Phrase grounding data:
━━━━━━━━━━
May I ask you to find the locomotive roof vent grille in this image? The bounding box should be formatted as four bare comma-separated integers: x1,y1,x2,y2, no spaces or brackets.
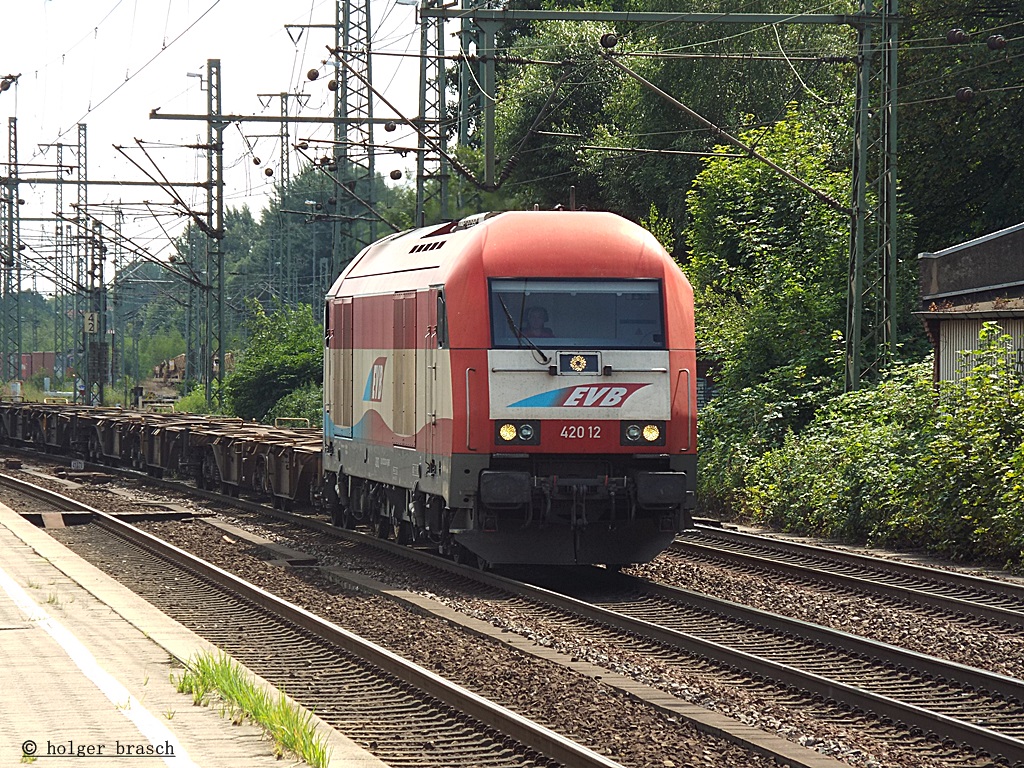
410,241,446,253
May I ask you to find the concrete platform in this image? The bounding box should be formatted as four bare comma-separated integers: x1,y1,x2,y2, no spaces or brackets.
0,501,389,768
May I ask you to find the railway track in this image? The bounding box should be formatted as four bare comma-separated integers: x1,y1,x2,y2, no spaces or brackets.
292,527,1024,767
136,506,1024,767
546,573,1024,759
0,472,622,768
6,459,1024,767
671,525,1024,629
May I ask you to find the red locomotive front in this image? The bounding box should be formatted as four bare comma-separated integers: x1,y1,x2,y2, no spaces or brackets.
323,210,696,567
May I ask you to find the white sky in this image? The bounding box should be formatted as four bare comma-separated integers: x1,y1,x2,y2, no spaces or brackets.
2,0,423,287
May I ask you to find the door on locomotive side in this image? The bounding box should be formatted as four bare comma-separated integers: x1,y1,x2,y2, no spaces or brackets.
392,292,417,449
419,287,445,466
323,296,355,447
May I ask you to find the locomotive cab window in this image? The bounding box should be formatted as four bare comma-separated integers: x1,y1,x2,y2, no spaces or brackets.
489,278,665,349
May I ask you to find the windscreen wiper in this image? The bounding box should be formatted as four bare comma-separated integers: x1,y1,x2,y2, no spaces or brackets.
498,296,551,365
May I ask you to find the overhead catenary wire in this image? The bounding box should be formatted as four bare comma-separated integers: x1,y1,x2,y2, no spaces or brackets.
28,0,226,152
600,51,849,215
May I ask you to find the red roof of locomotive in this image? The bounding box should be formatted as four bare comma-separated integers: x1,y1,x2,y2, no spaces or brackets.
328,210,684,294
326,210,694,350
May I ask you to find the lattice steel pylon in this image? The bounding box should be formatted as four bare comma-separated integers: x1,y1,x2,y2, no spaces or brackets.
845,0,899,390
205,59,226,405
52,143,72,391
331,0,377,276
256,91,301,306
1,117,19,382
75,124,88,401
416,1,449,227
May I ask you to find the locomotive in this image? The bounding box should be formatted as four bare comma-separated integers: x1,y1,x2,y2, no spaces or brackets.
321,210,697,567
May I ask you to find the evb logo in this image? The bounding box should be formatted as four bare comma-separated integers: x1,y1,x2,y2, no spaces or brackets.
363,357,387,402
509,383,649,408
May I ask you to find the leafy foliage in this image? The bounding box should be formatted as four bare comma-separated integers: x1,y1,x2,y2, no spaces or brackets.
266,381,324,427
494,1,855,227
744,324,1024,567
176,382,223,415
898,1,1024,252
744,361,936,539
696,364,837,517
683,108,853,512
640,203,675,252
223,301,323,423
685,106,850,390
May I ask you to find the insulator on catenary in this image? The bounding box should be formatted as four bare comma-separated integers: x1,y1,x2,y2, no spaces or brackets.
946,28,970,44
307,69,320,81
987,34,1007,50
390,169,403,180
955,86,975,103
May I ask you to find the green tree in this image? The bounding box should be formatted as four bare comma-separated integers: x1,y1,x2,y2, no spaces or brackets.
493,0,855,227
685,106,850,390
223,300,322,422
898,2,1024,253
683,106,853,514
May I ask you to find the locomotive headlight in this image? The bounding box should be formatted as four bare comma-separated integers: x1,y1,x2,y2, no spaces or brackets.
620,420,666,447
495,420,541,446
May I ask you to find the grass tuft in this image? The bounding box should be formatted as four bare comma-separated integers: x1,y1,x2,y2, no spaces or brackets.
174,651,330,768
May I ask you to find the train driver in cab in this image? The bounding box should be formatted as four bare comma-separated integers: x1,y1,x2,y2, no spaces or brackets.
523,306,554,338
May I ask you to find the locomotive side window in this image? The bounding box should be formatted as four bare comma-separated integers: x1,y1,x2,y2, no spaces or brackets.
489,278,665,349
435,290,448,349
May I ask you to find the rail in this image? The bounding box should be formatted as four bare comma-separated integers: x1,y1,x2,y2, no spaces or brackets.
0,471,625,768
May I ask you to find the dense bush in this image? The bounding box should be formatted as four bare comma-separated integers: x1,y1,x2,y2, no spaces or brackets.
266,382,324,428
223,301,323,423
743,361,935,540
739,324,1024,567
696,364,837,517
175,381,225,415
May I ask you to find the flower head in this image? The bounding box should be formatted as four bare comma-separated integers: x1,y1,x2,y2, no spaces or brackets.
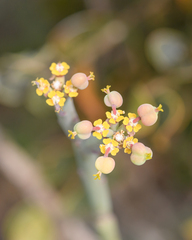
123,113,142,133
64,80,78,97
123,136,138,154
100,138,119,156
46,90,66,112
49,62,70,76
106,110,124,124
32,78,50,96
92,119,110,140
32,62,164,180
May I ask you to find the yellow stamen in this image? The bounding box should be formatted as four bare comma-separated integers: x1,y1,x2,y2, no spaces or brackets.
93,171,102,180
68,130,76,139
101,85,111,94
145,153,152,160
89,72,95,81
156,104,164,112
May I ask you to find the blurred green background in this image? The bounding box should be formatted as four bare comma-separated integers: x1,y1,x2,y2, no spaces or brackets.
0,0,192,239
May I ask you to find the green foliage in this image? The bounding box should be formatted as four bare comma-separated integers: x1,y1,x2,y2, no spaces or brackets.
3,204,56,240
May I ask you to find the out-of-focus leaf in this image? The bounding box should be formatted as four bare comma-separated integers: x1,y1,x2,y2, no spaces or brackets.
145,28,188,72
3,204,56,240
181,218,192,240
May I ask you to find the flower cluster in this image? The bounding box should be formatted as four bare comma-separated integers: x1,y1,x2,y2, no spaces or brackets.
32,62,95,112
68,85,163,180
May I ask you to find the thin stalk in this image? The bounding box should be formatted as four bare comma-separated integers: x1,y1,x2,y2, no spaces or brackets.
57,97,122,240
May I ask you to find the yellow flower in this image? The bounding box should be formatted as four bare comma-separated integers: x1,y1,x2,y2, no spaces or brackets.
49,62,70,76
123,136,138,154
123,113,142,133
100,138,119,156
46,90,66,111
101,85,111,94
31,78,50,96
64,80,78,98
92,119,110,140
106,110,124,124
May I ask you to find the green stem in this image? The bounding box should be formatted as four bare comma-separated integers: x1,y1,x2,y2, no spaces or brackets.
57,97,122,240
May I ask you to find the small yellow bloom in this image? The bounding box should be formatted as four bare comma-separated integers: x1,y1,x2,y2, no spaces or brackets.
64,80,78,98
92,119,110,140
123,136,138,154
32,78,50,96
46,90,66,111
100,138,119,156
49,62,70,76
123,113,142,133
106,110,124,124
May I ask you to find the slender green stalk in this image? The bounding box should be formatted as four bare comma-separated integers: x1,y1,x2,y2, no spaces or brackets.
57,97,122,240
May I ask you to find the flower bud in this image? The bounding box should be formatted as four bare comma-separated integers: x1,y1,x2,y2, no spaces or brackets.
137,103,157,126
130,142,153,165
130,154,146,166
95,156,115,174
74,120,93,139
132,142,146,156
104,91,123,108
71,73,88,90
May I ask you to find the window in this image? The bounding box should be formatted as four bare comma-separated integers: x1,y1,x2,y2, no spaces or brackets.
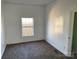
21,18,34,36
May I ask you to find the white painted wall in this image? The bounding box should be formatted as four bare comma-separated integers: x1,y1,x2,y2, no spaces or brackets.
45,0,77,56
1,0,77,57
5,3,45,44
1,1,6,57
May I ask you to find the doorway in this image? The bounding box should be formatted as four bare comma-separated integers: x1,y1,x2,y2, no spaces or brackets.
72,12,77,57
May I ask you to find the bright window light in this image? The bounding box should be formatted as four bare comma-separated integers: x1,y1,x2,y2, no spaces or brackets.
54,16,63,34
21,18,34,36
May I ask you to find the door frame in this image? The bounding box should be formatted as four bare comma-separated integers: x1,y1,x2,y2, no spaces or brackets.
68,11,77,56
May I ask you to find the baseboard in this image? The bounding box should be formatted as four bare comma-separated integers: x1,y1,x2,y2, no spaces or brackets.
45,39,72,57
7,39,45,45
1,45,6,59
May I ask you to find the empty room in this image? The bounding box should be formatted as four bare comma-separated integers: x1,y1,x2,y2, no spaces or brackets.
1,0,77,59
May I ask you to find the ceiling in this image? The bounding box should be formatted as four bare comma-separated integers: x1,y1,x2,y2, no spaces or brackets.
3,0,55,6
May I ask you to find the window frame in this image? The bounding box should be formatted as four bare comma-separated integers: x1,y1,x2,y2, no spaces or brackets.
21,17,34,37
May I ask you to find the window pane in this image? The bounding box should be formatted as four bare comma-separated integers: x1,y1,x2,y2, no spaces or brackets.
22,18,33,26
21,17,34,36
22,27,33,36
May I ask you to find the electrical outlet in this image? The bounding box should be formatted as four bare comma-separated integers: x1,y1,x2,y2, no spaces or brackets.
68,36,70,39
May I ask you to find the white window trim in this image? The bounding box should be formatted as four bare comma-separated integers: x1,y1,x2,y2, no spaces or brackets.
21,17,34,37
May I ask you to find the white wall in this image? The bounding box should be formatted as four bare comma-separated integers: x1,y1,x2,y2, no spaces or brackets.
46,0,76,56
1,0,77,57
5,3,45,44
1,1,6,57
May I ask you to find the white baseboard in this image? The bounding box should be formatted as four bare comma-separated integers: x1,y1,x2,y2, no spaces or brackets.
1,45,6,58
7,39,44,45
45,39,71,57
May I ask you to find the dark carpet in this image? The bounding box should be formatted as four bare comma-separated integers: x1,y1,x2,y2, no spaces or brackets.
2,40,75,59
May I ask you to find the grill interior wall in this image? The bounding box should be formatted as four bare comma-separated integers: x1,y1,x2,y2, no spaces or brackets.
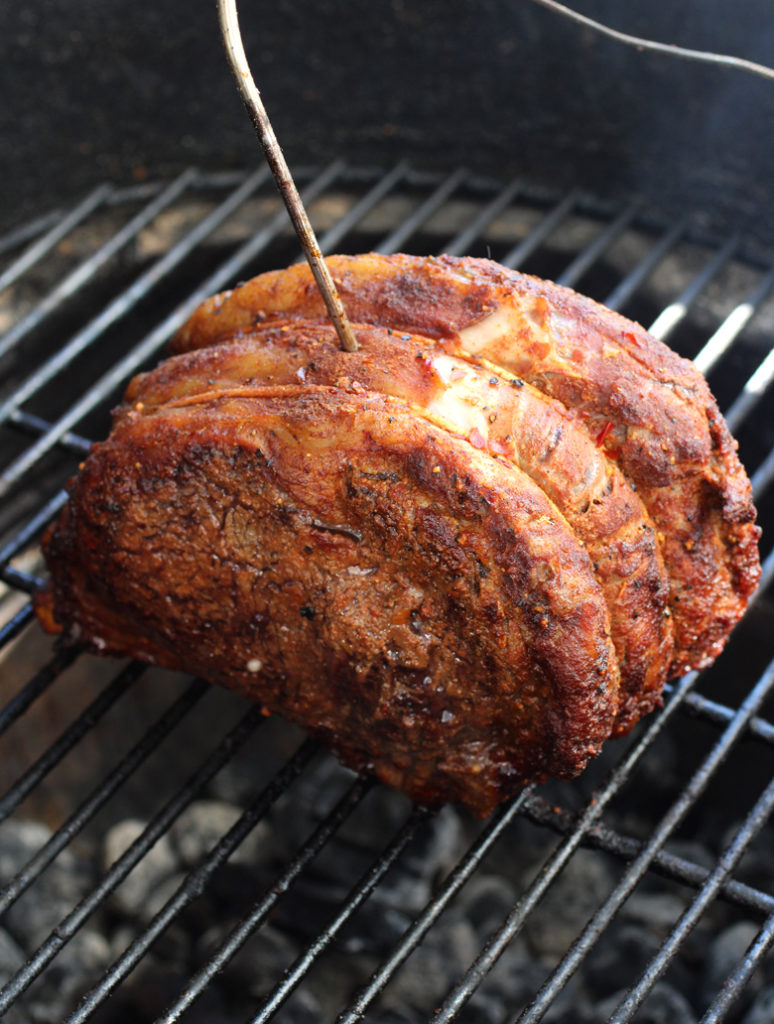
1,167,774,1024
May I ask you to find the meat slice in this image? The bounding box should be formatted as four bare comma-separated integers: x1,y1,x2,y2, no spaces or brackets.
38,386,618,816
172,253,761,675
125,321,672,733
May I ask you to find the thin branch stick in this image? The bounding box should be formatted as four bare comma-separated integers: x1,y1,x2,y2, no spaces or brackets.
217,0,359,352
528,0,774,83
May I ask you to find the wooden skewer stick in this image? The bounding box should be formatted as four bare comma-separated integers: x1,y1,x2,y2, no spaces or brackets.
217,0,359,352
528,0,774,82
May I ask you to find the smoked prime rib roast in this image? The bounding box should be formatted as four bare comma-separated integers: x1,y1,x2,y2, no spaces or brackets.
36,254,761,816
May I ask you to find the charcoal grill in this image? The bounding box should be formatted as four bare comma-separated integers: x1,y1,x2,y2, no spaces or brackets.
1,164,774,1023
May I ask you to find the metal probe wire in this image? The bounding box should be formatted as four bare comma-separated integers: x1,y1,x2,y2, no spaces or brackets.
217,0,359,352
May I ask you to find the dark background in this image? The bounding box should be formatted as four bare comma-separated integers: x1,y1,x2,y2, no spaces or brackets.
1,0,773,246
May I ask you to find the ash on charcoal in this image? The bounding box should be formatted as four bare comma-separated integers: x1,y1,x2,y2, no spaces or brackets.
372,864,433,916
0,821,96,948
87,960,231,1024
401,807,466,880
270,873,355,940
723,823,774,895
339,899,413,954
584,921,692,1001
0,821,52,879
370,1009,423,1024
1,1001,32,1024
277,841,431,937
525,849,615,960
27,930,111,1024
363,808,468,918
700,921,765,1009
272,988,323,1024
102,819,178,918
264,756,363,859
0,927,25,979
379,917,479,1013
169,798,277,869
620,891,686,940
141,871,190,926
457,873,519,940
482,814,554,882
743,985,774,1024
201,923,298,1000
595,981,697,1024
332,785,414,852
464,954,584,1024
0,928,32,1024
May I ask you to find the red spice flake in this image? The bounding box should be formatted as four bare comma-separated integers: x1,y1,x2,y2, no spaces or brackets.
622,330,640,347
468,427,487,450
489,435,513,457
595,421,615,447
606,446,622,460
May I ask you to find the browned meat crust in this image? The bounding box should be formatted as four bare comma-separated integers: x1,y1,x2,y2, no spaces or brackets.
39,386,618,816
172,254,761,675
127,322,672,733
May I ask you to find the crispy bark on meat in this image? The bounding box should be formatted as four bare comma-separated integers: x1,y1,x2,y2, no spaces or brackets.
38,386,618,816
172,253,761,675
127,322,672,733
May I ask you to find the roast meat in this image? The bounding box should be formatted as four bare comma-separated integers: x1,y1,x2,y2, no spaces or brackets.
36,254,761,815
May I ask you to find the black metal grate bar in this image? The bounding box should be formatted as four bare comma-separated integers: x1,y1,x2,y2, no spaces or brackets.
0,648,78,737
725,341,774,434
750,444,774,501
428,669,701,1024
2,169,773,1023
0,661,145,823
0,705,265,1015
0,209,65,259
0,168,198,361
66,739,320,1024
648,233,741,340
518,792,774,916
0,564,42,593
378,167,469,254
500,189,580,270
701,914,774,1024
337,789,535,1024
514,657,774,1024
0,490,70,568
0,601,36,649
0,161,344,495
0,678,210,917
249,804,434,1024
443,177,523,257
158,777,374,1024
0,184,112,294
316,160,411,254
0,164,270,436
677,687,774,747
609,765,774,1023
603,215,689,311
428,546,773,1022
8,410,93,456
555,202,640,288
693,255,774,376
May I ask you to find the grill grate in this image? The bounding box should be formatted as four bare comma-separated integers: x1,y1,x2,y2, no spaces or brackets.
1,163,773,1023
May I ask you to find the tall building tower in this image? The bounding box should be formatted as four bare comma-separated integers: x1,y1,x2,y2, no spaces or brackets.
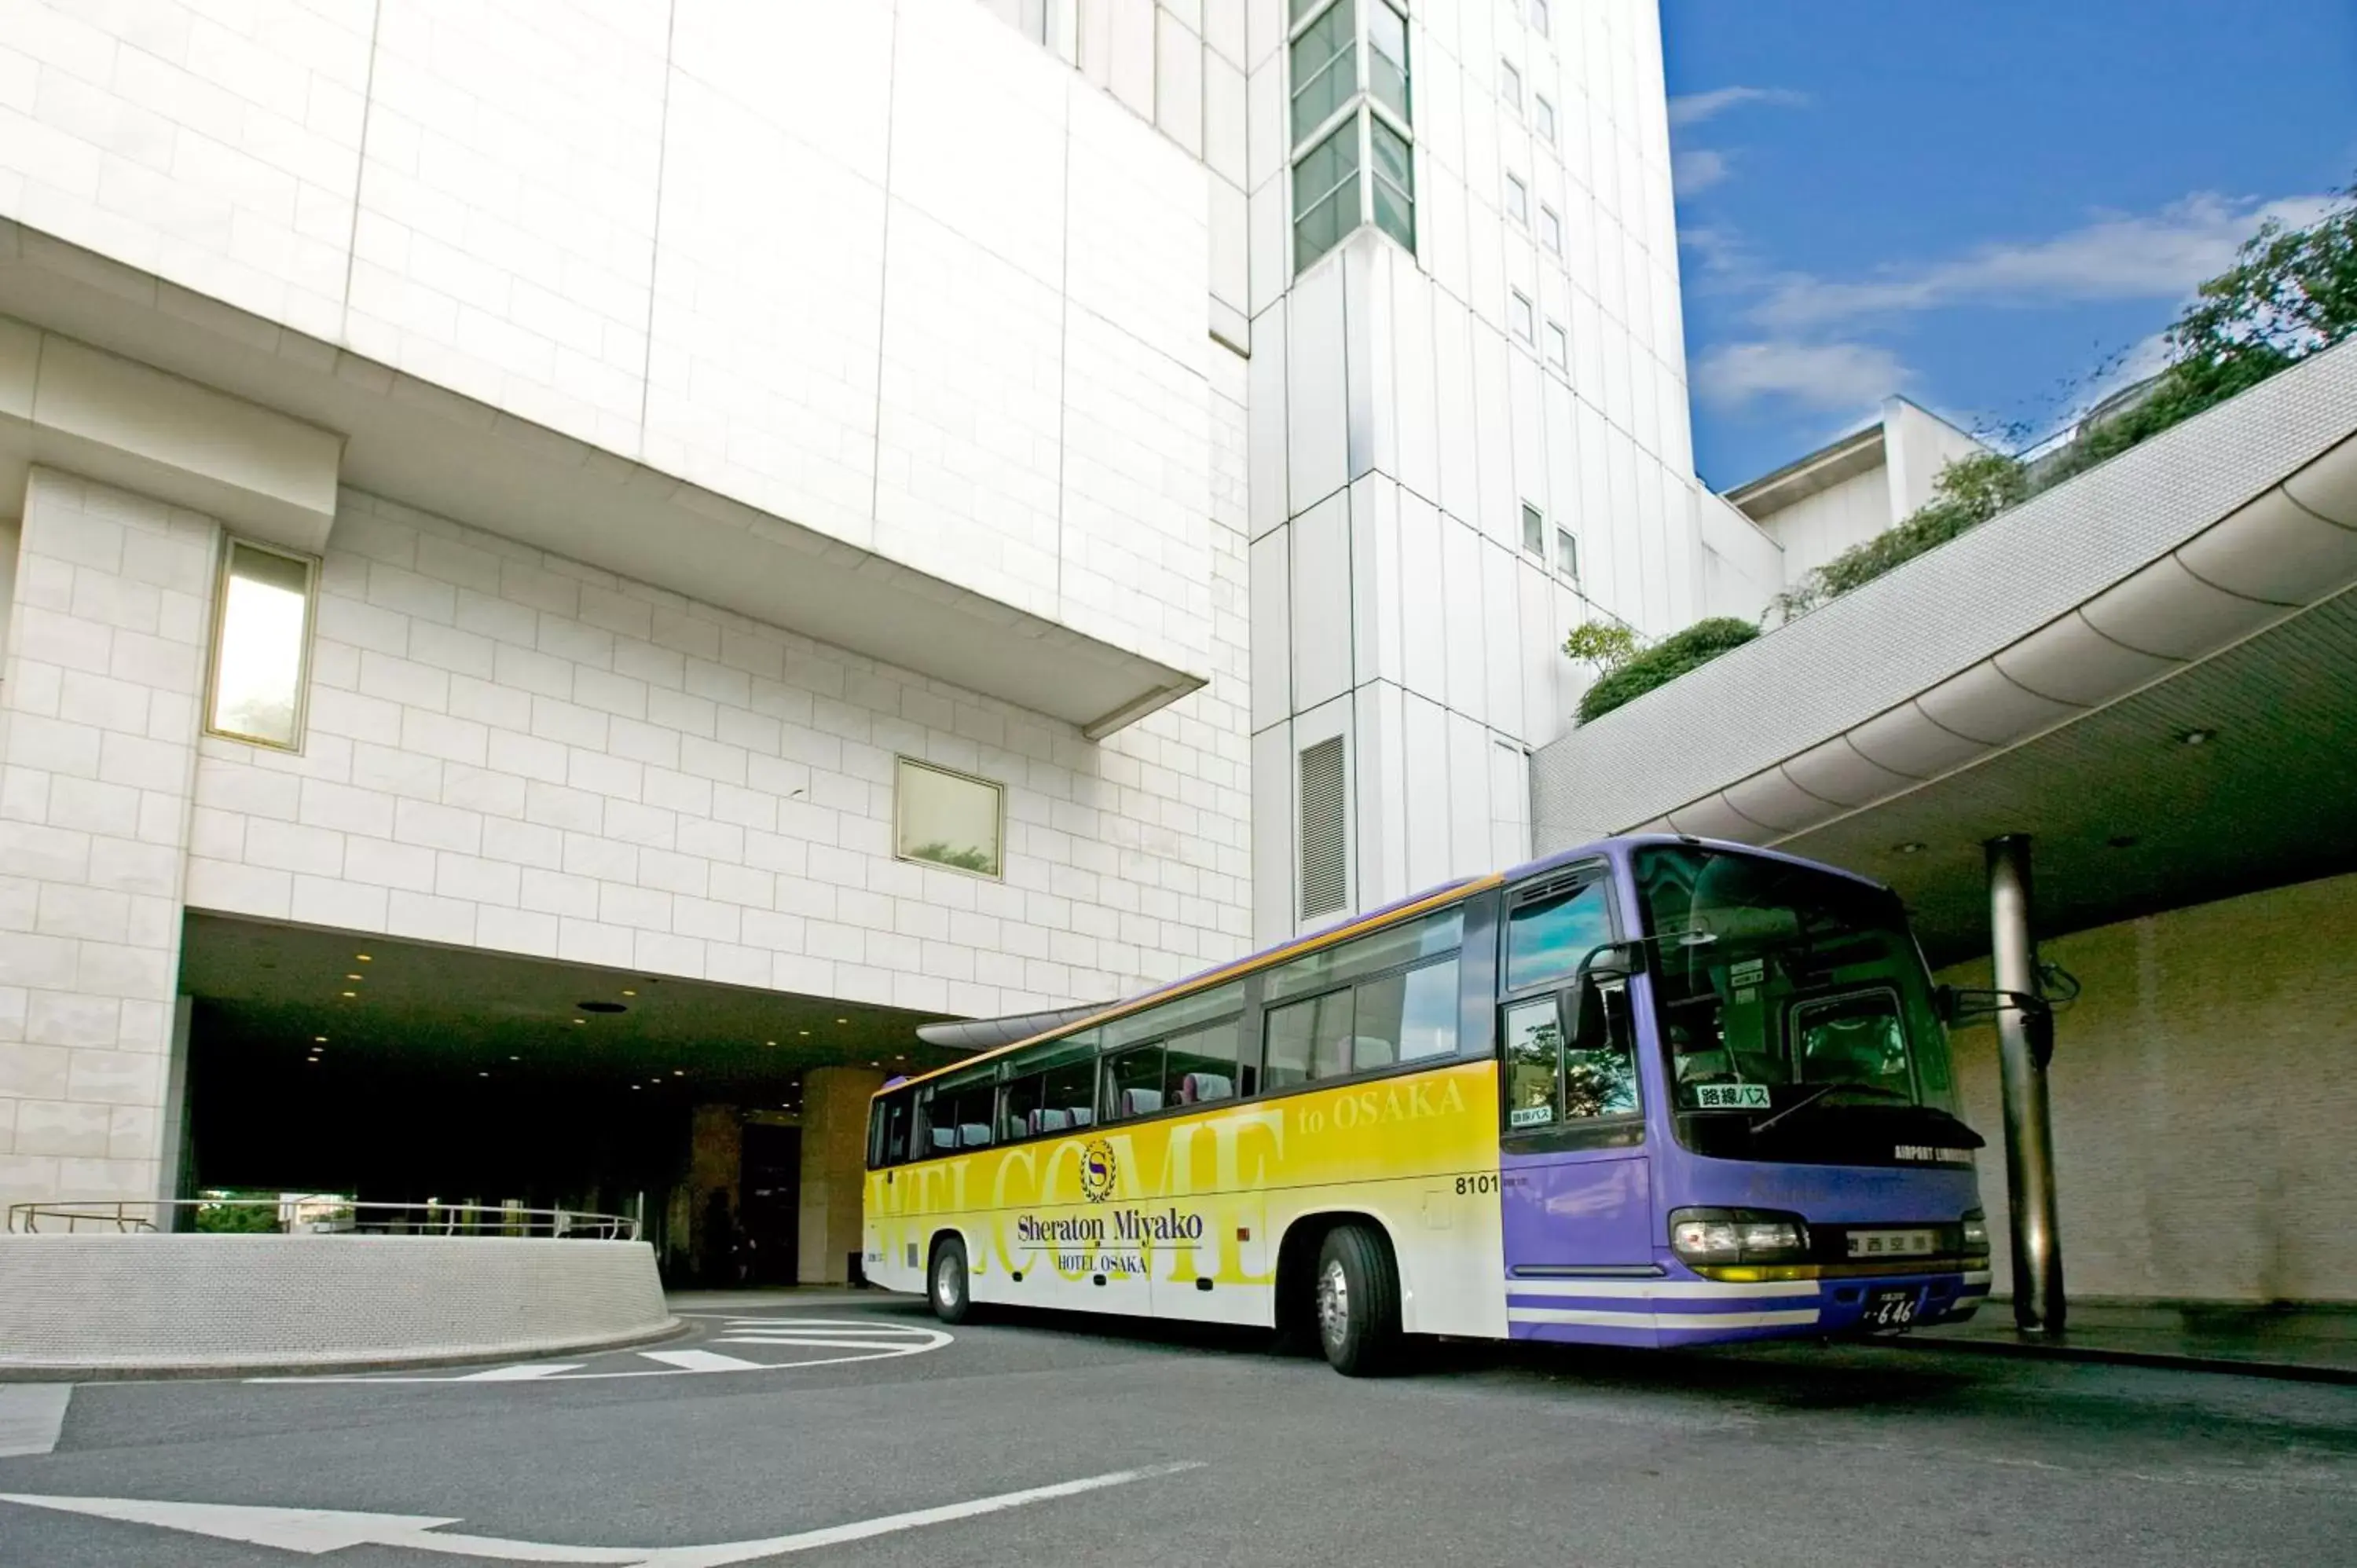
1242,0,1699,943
━━━━━━━━━━
» Assignment: Write each line exactly as it appears, from the line that holds "May I ask you to find the black" through the closing line of the data above, and leave every picture out.

» Output of the task:
May I ask you to find the black metal grate bar in this image? The bounding box should be formatted as four bare comma-separated integers: x1,y1,x2,y2, no spaces or brackets.
0,648,78,737
725,341,774,434
750,444,774,501
428,669,701,1024
2,169,773,1023
0,661,145,823
0,705,265,1015
0,209,65,259
0,168,198,361
66,739,320,1024
648,233,741,340
518,792,774,916
0,564,42,593
378,167,469,254
500,189,580,270
701,914,774,1024
337,789,535,1024
514,657,774,1024
0,490,70,568
0,601,36,649
0,161,344,495
0,678,210,917
249,804,434,1024
443,177,523,257
158,777,374,1024
0,184,112,294
316,160,411,254
0,164,270,436
677,687,774,747
609,765,774,1023
603,215,689,311
428,546,773,1022
8,410,93,456
555,202,640,288
693,255,774,376
May I ask you to find the grill grate in this image? The bounding box should be formatted as four bare comma-separated integers: x1,y1,x2,y2, no spaces or brackets.
1,163,773,1023
May I ask you to find the tall building tower in this image? The bounding box should be formatted as four bare comma-separated integers: x1,y1,x2,y2, no spaces or brackets.
1242,0,1699,943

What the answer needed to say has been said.